- **SET TASK**
Please retype the data below word for word, leaving the pictures out of your answer.

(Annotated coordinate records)
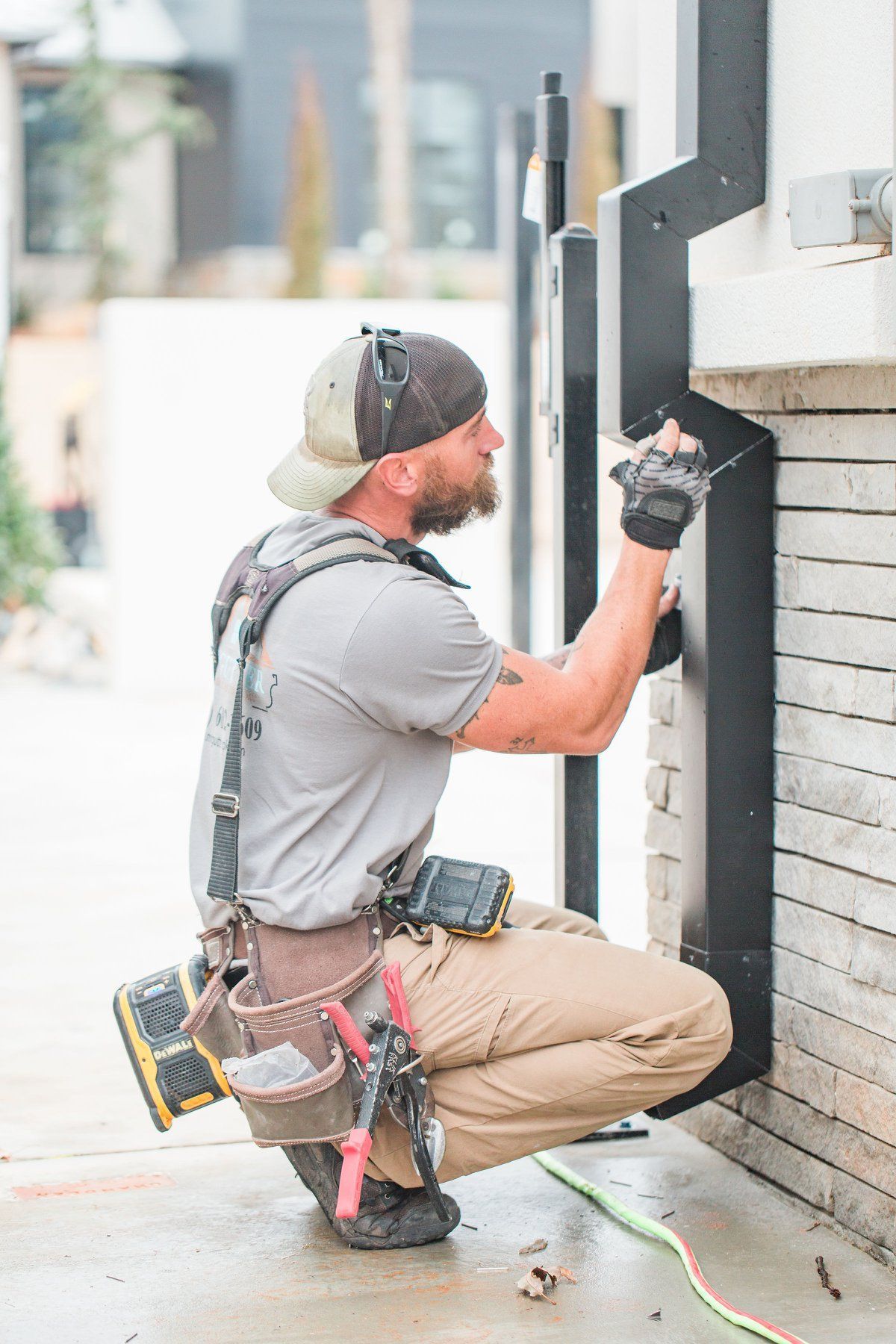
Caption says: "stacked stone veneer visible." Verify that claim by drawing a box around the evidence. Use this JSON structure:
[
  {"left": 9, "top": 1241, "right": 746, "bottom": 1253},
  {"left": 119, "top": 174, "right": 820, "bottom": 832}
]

- **ANSWER IN FULL**
Caption says: "stacked stone veneer visible." Verify that claim by drawing a box around the evidence. Use this JSON structure:
[
  {"left": 9, "top": 1241, "right": 746, "bottom": 1253},
  {"left": 119, "top": 174, "right": 820, "bottom": 832}
]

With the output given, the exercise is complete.